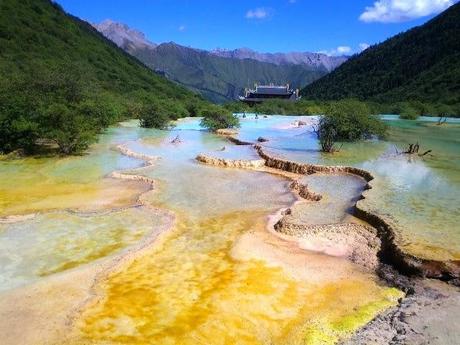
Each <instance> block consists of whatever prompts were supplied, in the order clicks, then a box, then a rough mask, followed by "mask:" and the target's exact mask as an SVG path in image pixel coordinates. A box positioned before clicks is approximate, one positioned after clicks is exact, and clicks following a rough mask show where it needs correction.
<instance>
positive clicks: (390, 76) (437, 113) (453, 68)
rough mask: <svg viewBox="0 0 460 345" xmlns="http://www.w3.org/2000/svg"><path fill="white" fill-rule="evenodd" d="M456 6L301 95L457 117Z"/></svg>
mask: <svg viewBox="0 0 460 345" xmlns="http://www.w3.org/2000/svg"><path fill="white" fill-rule="evenodd" d="M459 37H460V4H456V5H453V6H451V7H450V8H449V9H448V10H446V11H445V12H443V13H441V14H440V15H438V16H437V17H435V18H434V19H432V20H431V21H429V22H427V23H426V24H424V25H422V26H419V27H416V28H413V29H411V30H409V31H407V32H405V33H401V34H399V35H396V36H394V37H392V38H390V39H388V40H386V41H385V42H383V43H381V44H378V45H375V46H372V47H370V48H368V49H367V50H365V51H364V52H363V53H361V54H359V55H356V56H353V57H352V58H350V59H349V60H348V61H347V62H345V63H344V64H343V65H341V66H340V67H339V68H337V69H336V70H335V71H333V72H332V73H330V74H328V75H327V76H325V77H323V78H321V79H319V80H318V81H316V82H314V83H312V84H310V85H308V86H307V87H305V88H304V89H303V90H302V95H303V96H304V98H307V99H309V100H323V101H324V100H337V99H343V98H356V99H359V100H362V101H372V102H376V103H380V104H388V105H389V106H387V107H391V106H395V107H398V108H401V107H402V108H406V109H408V108H409V109H408V110H407V111H408V112H410V111H412V110H411V109H410V108H412V109H414V108H415V109H416V110H417V109H418V108H423V109H421V112H422V113H427V114H446V115H459V114H460V39H459Z"/></svg>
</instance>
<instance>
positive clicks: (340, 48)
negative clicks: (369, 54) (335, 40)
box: [337, 46, 351, 55]
mask: <svg viewBox="0 0 460 345" xmlns="http://www.w3.org/2000/svg"><path fill="white" fill-rule="evenodd" d="M350 52H351V47H349V46H339V47H337V53H338V54H340V55H343V54H349V53H350Z"/></svg>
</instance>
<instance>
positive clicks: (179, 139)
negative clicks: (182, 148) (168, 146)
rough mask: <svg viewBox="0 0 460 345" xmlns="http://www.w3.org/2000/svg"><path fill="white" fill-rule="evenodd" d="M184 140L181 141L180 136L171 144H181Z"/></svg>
mask: <svg viewBox="0 0 460 345" xmlns="http://www.w3.org/2000/svg"><path fill="white" fill-rule="evenodd" d="M181 142H182V140H180V136H179V134H178V135H177V136H176V137H175V138H174V139H173V140H172V141H171V144H180V143H181Z"/></svg>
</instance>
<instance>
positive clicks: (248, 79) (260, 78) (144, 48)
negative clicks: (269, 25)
mask: <svg viewBox="0 0 460 345" xmlns="http://www.w3.org/2000/svg"><path fill="white" fill-rule="evenodd" d="M95 27H96V28H97V29H98V30H100V31H101V32H102V33H103V34H104V35H105V36H106V37H108V38H110V39H112V40H113V41H114V42H116V43H117V44H118V45H119V46H120V47H121V48H123V49H125V50H126V51H127V52H128V53H130V54H132V55H133V56H135V57H137V58H138V59H139V60H141V61H142V62H144V63H145V64H146V65H147V66H149V67H151V68H152V69H153V70H155V71H156V72H157V73H159V74H163V75H165V76H166V77H168V78H169V79H171V80H174V81H176V82H177V83H179V84H182V85H184V86H186V87H187V88H189V89H191V90H194V91H197V92H199V93H200V94H202V95H203V96H204V97H205V98H207V99H208V100H211V101H214V102H224V101H228V100H233V99H235V98H237V97H238V95H240V94H241V93H242V91H243V89H244V88H245V87H252V86H253V84H254V83H256V82H259V83H277V84H286V83H290V84H291V85H292V87H294V88H301V87H303V86H305V85H307V84H309V83H311V82H312V81H314V80H316V79H318V78H320V77H321V76H323V75H325V74H326V73H327V72H328V71H329V69H331V68H334V67H335V66H336V65H337V64H338V63H340V62H341V61H343V59H344V58H330V57H327V56H326V55H322V54H312V56H311V61H310V62H308V61H307V60H308V59H307V58H306V57H305V56H304V57H303V60H302V59H300V57H299V59H300V60H302V61H303V62H299V61H300V60H299V61H297V60H295V59H294V57H290V58H289V59H288V57H286V58H285V59H284V60H283V59H282V58H281V56H277V58H278V60H276V59H275V58H273V59H272V60H270V58H269V56H268V55H267V56H265V55H263V54H261V55H260V56H259V55H254V56H250V58H245V57H244V56H243V55H241V54H239V55H238V56H228V57H226V56H223V55H226V54H228V53H230V52H226V53H225V54H224V51H213V52H208V51H205V50H200V49H193V48H189V47H184V46H181V45H178V44H175V43H172V42H171V43H163V44H160V45H158V46H157V45H156V44H151V45H149V46H146V45H145V44H144V42H141V43H139V35H138V34H136V33H138V32H137V31H135V30H132V29H130V28H129V27H127V26H126V25H124V24H119V23H115V22H113V21H104V22H102V23H101V24H96V25H95ZM142 38H143V36H142ZM253 53H254V54H255V52H253ZM263 56H265V58H266V60H267V61H268V62H264V61H261V60H262V57H263ZM275 60H276V61H275ZM275 62H276V63H275ZM297 62H299V63H297Z"/></svg>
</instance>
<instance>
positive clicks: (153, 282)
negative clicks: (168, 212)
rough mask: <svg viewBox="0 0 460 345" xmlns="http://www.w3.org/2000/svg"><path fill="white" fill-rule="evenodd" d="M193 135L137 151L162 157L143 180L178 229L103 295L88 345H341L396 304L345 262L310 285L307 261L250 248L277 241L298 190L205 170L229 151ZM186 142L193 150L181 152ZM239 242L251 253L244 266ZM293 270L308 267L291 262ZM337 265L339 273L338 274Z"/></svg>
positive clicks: (226, 169)
mask: <svg viewBox="0 0 460 345" xmlns="http://www.w3.org/2000/svg"><path fill="white" fill-rule="evenodd" d="M186 126H187V128H188V129H187V130H184V129H183V128H181V126H180V125H179V126H178V127H176V129H175V130H174V131H172V132H170V133H169V134H168V135H167V136H166V137H162V139H161V140H160V141H159V140H156V139H154V138H146V139H144V140H141V141H137V142H132V143H128V144H127V147H129V148H130V149H131V150H134V151H135V152H140V153H144V154H149V155H152V156H157V157H160V159H159V160H158V161H157V162H156V164H155V166H154V167H152V168H149V169H146V170H144V171H143V172H142V174H143V175H146V176H149V177H152V178H154V179H156V180H157V181H158V182H159V184H160V186H161V187H160V188H159V192H158V194H156V195H155V197H154V198H153V199H152V200H151V202H152V204H153V205H156V206H160V207H165V208H168V209H171V210H173V211H174V212H175V213H176V215H177V217H178V222H177V226H176V227H175V229H174V230H173V231H172V232H171V233H170V234H169V235H168V236H167V237H166V239H165V240H164V242H162V244H161V245H159V246H156V247H153V248H152V249H150V250H148V251H147V252H146V253H145V254H144V255H142V257H141V258H140V259H138V260H134V261H133V262H131V263H129V264H128V265H127V266H126V267H124V268H123V269H122V270H120V271H119V272H118V273H114V274H113V275H111V276H110V277H108V279H107V280H106V281H104V282H103V283H102V284H101V289H102V291H104V293H105V294H106V295H105V297H103V298H102V300H101V302H100V303H98V304H96V305H95V306H94V307H91V308H89V309H88V310H86V311H85V312H84V314H83V318H82V319H81V320H80V322H79V328H80V332H81V334H80V336H79V337H81V338H78V337H77V338H78V339H79V340H78V341H90V342H92V343H104V342H109V343H125V344H126V343H130V344H145V343H151V342H156V343H161V344H197V343H204V344H234V343H239V344H301V343H312V344H313V343H333V342H335V341H336V340H337V339H338V338H339V337H342V336H344V335H347V334H349V332H350V331H352V330H353V329H355V328H356V327H358V326H359V325H362V324H363V323H365V322H366V321H367V320H369V319H370V318H372V315H375V313H376V312H377V311H378V310H382V309H384V308H385V307H387V306H389V305H392V304H393V303H394V301H395V298H397V296H399V293H398V292H397V291H395V290H392V289H387V288H384V287H381V286H379V284H378V281H377V280H376V278H375V277H374V276H372V275H369V274H366V273H363V272H362V271H361V269H360V268H359V267H357V266H354V265H351V264H350V263H348V262H347V261H346V260H344V259H340V258H334V259H325V258H323V257H321V256H318V257H315V260H316V261H315V262H316V268H315V270H316V272H317V277H315V278H313V277H312V276H311V274H305V275H304V276H303V277H299V276H298V275H297V274H295V272H299V270H300V271H302V270H303V269H304V268H303V265H304V264H305V262H306V258H304V255H305V254H304V253H296V252H292V251H291V252H285V253H283V256H282V257H281V258H278V259H272V260H271V261H269V262H268V261H267V260H266V258H265V256H264V255H266V251H267V249H266V248H265V249H260V248H259V247H260V246H261V244H260V242H254V243H252V242H251V243H252V244H251V245H248V244H246V245H245V243H246V240H245V239H244V238H245V236H247V235H248V234H253V233H266V230H265V222H266V217H267V215H268V214H270V213H273V212H275V211H276V210H278V209H279V208H281V207H286V206H289V205H290V204H291V203H292V202H293V201H294V198H293V195H292V194H291V193H289V192H287V184H288V182H287V181H285V180H284V179H282V178H279V177H276V176H271V175H268V174H265V173H260V172H251V171H245V170H235V169H220V168H215V167H209V166H205V165H201V164H198V163H197V162H196V161H194V159H193V158H194V157H195V156H196V155H197V154H198V153H200V152H213V151H215V150H216V149H217V148H219V147H221V146H222V144H224V143H225V144H226V145H228V143H227V142H226V141H225V140H224V139H223V138H218V137H215V136H212V135H210V134H208V133H205V132H201V131H196V130H194V128H193V126H192V124H191V123H190V122H187V123H186ZM177 135H179V137H180V139H181V143H180V144H171V141H172V139H174V138H176V137H177ZM136 173H138V172H136ZM267 186H269V187H268V188H267ZM269 241H270V243H271V246H275V243H274V239H271V240H269ZM238 242H239V246H243V247H246V246H249V247H250V248H251V249H249V252H248V251H247V250H242V251H240V253H239V256H238V259H236V258H235V257H234V255H233V253H232V252H233V250H234V246H235V243H238ZM265 245H269V244H268V243H267V244H265ZM269 248H270V247H269ZM258 252H259V254H258ZM261 253H265V254H261ZM299 258H302V259H299ZM290 260H291V261H295V260H302V261H301V262H303V263H302V264H301V265H298V262H297V265H293V264H287V263H286V262H285V261H290ZM304 260H305V261H304ZM311 260H312V259H310V260H309V261H311ZM329 260H332V261H333V262H332V261H329ZM286 265H287V266H288V268H289V269H287V270H285V269H286ZM322 265H323V266H324V267H322ZM331 265H333V266H334V267H335V268H336V271H335V272H334V274H330V273H326V272H332V270H331V269H330V266H331ZM289 270H292V271H294V274H293V273H290V272H289ZM345 277H347V279H344V278H345ZM338 291H340V294H337V292H338ZM82 339H83V340H82ZM319 340H321V342H319ZM78 341H77V342H78Z"/></svg>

◇ ◇ ◇

• [PROBLEM REQUIREMENTS]: Print exactly the lines from the first line of the records above through the line containing "negative clicks: (182, 148) (168, 146)", both included, and leave the pictures out.

• [WORKED SOLUTION]:
Each <instance> block consists of whatever prompts were supplied, in the order clicks, then a box, then a rough mask, followed by "mask:" and the target's exact mask as an SVG path in image pixel coordinates. A box positioned before clicks is approximate, one positioned after clicks is exact, and clicks following a rough mask show where it needs correction.
<instance>
positive clicks: (390, 76) (437, 113) (453, 68)
rough mask: <svg viewBox="0 0 460 345" xmlns="http://www.w3.org/2000/svg"><path fill="white" fill-rule="evenodd" d="M456 6L301 95L457 117Z"/></svg>
mask: <svg viewBox="0 0 460 345" xmlns="http://www.w3.org/2000/svg"><path fill="white" fill-rule="evenodd" d="M459 37H460V4H456V5H453V6H451V7H450V8H449V9H448V10H446V11H445V12H443V13H441V14H440V15H438V16H437V17H435V18H434V19H432V20H431V21H429V22H427V23H426V24H424V25H422V26H419V27H416V28H413V29H411V30H409V31H407V32H405V33H401V34H399V35H396V36H394V37H392V38H390V39H388V40H386V41H385V42H383V43H381V44H378V45H375V46H372V47H370V48H368V49H367V50H365V51H364V52H363V53H361V54H359V55H356V56H353V57H352V58H350V59H349V60H348V61H347V62H345V63H344V64H343V65H341V66H340V67H339V68H337V69H336V70H335V71H333V72H332V73H330V74H328V75H327V76H325V77H323V78H321V79H319V80H318V81H316V82H314V83H312V84H310V85H308V86H307V87H305V88H304V89H303V90H302V95H303V96H304V98H307V99H309V100H323V101H324V100H337V99H343V98H356V99H359V100H362V101H372V102H376V103H380V104H388V105H389V106H387V107H391V106H395V107H398V108H401V107H402V108H406V109H408V108H409V109H408V110H407V111H408V112H410V111H412V110H411V109H410V108H412V109H414V108H415V109H416V110H417V109H418V108H423V109H421V112H422V113H427V114H446V115H459V114H460V39H459Z"/></svg>
</instance>
<instance>
positive clicks: (340, 48)
negative clicks: (369, 54) (335, 40)
box: [337, 46, 351, 55]
mask: <svg viewBox="0 0 460 345" xmlns="http://www.w3.org/2000/svg"><path fill="white" fill-rule="evenodd" d="M350 52H351V47H349V46H339V47H337V53H338V54H340V55H343V54H349V53H350Z"/></svg>
</instance>
<instance>
positive clicks: (179, 139)
negative clicks: (182, 148) (168, 146)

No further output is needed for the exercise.